Supplied passage
*-*-*
Once we were both sent to the principle's office and told to cut it out, that
was a low level thing but in class (shoving a table in art class). And once in
my senior year in high school I came close to possibly putting an assailant
into the hospital, I was armed with a dog choker chain, but he ran away into a
unoccupied part of the building guarded by a teacher.

He whined about my having that choker as I simply put it into my pocket in
front of at least one teacher and 10s of students, and I was later told _sub
rosa_ that as far as the school administration was concerned, I could have
beaten him up without repercussions.

Had a lot to do with who he was, who I was and how I'd _never_ caused any
problems in the high school. And again, the local culture, this is a place
were a few years ago the police praised someone who had used lethal force
against home invaders, and said she had an "absolute right" to do that, which
is not a common thing for them to say elsewhere in the US.

But the less overt harassment I did receive had similar effects on me as with
Jacques, maybe the physical bullying was limited because I steadily developed
the _CONSTANT VIGILANCE!_ one fictional character advocates due to it, and was
generally known to be a hunter and target shooter (in my father's days in the
late '40s/early '50 it was routine for students to store their hunting long
guns in their lockers after early morning hunting or before hunting after
school, to save time), and on the high school JROTC rifle team.

Who knows? Although one of the biggest disappointments in my life was having
to credibly threaten lethal force to stop a hazing kidnapping in my first
semester in college, despite it being the best school for its specialty in the
world it seems people were still people....
*-*-*
Exercise A
Answer these questions from the account of school harassment:
(i) What was the writer armed with when facing the assailant in senior year?
(ii) Where did students in the writer's father's days store their hunting long guns?
(iii) On which high school team was the writer?
Exercise B
Reproduce everything in the account of school harassment from "Once we were" down to "up without repercussions.".

Given data
*-*-*
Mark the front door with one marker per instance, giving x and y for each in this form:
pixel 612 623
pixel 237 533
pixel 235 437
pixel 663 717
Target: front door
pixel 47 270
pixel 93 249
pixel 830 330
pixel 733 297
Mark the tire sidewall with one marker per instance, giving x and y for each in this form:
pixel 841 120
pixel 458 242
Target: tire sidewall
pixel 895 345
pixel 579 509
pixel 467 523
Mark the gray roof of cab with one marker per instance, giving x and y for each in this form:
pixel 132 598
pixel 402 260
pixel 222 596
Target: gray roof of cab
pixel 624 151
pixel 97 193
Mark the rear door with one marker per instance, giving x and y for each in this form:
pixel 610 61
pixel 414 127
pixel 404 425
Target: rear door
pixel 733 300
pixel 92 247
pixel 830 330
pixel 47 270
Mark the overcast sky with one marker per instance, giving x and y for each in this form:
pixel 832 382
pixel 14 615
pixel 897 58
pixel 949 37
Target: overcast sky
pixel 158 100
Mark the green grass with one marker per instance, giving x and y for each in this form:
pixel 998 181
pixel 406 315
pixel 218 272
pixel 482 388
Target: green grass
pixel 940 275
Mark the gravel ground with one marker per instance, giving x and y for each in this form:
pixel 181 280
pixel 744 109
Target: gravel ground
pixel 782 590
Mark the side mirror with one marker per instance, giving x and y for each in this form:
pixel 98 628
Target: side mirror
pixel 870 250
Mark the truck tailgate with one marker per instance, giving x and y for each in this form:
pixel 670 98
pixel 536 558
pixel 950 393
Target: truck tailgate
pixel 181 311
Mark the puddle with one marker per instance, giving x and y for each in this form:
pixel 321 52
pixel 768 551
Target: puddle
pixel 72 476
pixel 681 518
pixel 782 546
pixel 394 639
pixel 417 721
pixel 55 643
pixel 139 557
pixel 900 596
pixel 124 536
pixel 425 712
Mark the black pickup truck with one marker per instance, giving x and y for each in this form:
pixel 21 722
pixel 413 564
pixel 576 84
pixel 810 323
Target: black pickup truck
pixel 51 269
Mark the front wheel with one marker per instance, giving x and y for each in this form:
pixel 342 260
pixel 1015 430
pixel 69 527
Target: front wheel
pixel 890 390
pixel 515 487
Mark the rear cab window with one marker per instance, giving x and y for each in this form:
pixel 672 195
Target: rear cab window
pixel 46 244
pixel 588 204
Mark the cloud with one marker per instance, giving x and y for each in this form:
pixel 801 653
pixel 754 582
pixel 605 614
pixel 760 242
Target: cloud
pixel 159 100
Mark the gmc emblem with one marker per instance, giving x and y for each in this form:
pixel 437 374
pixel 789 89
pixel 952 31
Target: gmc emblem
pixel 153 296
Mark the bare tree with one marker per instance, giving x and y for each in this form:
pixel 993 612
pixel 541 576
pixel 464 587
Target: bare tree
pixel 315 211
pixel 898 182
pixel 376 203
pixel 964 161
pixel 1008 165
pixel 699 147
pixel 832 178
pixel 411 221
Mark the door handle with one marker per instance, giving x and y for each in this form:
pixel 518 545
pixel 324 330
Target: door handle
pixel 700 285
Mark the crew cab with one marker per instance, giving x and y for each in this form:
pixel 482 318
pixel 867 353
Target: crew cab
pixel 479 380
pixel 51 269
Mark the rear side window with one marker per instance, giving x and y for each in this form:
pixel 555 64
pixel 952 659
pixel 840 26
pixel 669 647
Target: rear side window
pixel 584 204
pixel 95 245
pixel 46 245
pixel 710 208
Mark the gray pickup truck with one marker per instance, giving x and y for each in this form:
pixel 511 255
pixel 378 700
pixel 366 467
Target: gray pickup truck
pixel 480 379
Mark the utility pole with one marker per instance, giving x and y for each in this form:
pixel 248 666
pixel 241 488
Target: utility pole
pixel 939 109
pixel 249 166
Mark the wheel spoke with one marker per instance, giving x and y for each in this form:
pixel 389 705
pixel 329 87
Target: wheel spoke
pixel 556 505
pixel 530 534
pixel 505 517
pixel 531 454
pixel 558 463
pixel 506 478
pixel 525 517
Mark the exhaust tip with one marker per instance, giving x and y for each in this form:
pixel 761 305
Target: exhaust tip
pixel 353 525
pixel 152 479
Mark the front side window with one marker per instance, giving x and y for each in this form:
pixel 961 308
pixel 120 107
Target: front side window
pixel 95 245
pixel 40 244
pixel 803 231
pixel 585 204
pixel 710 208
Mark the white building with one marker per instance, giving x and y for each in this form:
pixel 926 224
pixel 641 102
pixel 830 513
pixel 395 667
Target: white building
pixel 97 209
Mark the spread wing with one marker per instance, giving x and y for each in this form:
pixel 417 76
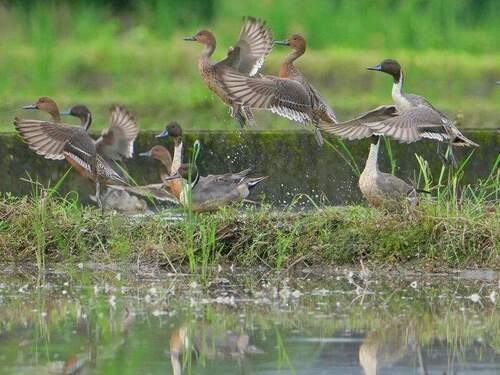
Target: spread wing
pixel 358 128
pixel 117 141
pixel 281 96
pixel 254 45
pixel 58 141
pixel 413 124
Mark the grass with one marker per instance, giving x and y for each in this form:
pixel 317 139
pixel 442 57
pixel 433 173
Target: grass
pixel 458 226
pixel 133 57
pixel 435 236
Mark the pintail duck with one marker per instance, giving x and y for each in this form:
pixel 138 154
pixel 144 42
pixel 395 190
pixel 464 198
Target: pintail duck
pixel 117 140
pixel 410 119
pixel 162 191
pixel 321 109
pixel 56 140
pixel 247 57
pixel 213 191
pixel 383 189
pixel 285 97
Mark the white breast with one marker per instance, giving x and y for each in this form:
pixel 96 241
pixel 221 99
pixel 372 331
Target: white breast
pixel 399 100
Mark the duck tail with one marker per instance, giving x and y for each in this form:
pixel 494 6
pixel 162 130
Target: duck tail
pixel 462 141
pixel 252 182
pixel 247 112
pixel 423 191
pixel 246 172
pixel 105 170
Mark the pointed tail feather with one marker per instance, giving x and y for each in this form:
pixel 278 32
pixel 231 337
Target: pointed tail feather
pixel 462 141
pixel 254 181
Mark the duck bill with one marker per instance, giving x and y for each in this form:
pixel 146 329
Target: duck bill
pixel 376 67
pixel 163 134
pixel 281 42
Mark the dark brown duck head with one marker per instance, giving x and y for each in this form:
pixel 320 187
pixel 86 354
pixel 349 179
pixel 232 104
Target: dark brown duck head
pixel 204 37
pixel 295 41
pixel 389 66
pixel 173 129
pixel 46 104
pixel 81 112
pixel 159 153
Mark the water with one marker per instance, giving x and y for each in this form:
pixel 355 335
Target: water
pixel 93 319
pixel 293 161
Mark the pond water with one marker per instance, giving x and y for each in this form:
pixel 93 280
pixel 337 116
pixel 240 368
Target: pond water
pixel 92 319
pixel 294 162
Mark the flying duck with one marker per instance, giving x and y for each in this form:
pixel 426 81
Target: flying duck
pixel 246 57
pixel 56 140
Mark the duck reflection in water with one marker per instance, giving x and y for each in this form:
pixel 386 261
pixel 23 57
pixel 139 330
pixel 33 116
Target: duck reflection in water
pixel 205 342
pixel 384 348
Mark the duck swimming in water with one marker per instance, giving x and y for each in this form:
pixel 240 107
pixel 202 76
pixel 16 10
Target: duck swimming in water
pixel 246 57
pixel 56 140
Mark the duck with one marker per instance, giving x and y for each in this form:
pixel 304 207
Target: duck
pixel 56 140
pixel 246 57
pixel 162 191
pixel 212 192
pixel 322 110
pixel 384 189
pixel 174 130
pixel 117 140
pixel 411 118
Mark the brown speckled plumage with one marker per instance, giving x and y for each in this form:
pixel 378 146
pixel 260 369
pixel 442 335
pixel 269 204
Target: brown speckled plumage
pixel 55 140
pixel 246 57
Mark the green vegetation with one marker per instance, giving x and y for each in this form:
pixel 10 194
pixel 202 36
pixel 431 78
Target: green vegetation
pixel 435 235
pixel 133 54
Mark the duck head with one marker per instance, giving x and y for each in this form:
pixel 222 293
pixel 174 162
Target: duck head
pixel 388 66
pixel 185 171
pixel 80 111
pixel 204 37
pixel 159 153
pixel 173 129
pixel 46 104
pixel 295 41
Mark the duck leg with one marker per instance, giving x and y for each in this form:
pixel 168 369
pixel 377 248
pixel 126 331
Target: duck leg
*-*-*
Final answer A
(i) A dog choker chain.
(ii) In their lockers.
(iii) The JROTC rifle team.

Final answer B
Once we were both sent to the principle's office and told to cut it out, that
was a low level thing but in class (shoving a table in art class). And once in
my senior year in high school I came close to possibly putting an assailant
into the hospital, I was armed with a dog choker chain, but he ran away into a
unoccupied part of the building guarded by a teacher.

He whined about my having that choker as I simply put it into my pocket in
front of at least one teacher and 10s of students, and I was later told _sub
rosa_ that as far as the school administration was concerned, I could have
beaten him up without repercussions.